■ **TASK STATEMENT**: Rewrite the lines below, from the first one through the line containing "[279,136,290,148]", as a JSON list of strings with one string per line and blank lines omitted.
[START INPUT RECORDS]
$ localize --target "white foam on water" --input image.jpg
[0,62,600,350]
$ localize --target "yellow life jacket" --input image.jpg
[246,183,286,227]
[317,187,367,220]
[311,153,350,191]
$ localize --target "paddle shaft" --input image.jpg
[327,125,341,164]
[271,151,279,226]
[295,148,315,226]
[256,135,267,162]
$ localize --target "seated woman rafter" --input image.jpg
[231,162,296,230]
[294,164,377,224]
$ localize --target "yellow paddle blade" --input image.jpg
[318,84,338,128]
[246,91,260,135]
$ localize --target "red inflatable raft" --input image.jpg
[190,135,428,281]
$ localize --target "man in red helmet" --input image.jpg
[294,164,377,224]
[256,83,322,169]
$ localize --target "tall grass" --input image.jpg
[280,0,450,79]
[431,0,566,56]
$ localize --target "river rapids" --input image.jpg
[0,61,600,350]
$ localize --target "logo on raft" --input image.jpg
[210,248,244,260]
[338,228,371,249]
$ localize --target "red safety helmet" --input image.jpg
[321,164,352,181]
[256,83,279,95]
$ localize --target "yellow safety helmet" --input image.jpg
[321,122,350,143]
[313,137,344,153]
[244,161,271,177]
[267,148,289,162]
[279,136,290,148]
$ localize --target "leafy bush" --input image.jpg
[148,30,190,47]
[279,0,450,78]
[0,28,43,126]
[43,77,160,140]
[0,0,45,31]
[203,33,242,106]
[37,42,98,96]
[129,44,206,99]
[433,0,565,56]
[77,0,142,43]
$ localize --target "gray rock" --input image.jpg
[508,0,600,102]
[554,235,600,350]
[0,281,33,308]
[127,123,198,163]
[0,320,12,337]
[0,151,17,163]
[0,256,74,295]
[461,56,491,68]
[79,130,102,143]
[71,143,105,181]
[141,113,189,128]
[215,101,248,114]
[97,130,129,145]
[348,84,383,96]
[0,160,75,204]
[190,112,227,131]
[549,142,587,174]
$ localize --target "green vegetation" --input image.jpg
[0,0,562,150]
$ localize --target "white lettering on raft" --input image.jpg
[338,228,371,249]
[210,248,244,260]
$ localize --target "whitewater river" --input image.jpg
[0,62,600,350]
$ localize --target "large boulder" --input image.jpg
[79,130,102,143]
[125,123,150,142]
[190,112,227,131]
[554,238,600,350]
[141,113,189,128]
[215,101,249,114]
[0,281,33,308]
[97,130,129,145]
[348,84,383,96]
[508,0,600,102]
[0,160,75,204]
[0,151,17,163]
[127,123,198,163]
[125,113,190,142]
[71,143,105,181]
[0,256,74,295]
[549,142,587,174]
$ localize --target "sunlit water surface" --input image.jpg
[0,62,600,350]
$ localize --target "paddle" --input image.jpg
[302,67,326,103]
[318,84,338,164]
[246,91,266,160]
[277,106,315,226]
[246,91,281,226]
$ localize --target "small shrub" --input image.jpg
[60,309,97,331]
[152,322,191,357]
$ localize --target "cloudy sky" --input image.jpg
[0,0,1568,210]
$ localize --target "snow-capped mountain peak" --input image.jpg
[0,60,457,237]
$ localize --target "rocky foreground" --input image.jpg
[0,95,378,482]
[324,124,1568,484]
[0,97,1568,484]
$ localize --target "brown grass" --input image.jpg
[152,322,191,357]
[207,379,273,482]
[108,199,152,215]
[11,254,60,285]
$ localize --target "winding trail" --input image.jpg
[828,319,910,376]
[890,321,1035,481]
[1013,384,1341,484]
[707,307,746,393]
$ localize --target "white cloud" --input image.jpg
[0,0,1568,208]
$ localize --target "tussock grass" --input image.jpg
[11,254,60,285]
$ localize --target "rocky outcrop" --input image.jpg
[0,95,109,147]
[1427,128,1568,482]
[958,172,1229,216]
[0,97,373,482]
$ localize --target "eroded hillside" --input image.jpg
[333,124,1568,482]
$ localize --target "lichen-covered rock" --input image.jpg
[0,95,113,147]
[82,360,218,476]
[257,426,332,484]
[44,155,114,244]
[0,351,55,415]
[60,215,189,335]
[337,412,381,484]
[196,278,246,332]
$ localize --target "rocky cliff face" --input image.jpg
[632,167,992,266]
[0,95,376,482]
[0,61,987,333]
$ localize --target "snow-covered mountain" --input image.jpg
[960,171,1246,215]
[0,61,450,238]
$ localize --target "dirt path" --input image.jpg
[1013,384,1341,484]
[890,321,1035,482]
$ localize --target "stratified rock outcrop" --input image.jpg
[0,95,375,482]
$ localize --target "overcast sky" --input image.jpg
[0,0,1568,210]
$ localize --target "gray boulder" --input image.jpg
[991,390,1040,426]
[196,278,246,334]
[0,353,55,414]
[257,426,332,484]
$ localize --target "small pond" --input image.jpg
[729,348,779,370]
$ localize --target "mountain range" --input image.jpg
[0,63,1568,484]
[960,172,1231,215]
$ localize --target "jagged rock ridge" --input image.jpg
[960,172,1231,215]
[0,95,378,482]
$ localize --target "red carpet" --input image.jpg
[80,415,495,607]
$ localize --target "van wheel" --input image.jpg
[END INPUT RECORDS]
■ **REPLY TO THE TASK**:
[
  "$ localize --target \"white foam on water\" --input image.jpg",
  "[0,62,600,350]",
  "$ localize --target \"yellow life jacket\" --input image.jpg",
  "[246,183,286,227]",
  "[317,187,367,220]",
  "[311,153,350,191]",
  "$ localize --target \"paddle shaft\" --input image.jpg",
  "[327,125,341,164]",
  "[271,151,279,226]",
  "[295,148,315,226]",
  "[256,135,267,162]",
  "$ localize --target \"seated woman rafter\" --input image.jpg",
  "[231,162,296,230]",
  "[294,164,377,224]",
  "$ localize --target \"yellow paddle blade\" --input image.jpg",
  "[318,84,338,128]",
  "[246,91,260,135]",
  "$ localize --target \"red inflatable raft\" --input image.jpg",
  "[190,135,428,281]",
  "$ localize --target \"man in red helmet\" --input image.jpg",
  "[294,164,377,224]",
  "[256,83,322,169]",
  "$ localize --target \"tall grass\" --input image.jpg",
  "[280,0,450,79]",
  "[431,0,566,56]",
  "$ localize --target \"river rapids\" --input image.jpg",
  "[0,61,600,350]",
  "$ localize --target \"logo on raft\" --input image.jpg",
  "[210,248,244,260]",
  "[338,228,371,249]",
  "$ localize --target \"red safety helmet\" --input image.jpg",
  "[321,164,352,181]",
  "[256,83,279,95]",
  "$ localize --target \"yellow safety helmet\" --input image.jpg",
  "[321,122,350,143]",
  "[313,137,344,153]",
  "[244,161,271,177]",
  "[267,148,289,162]",
  "[279,136,290,148]"
]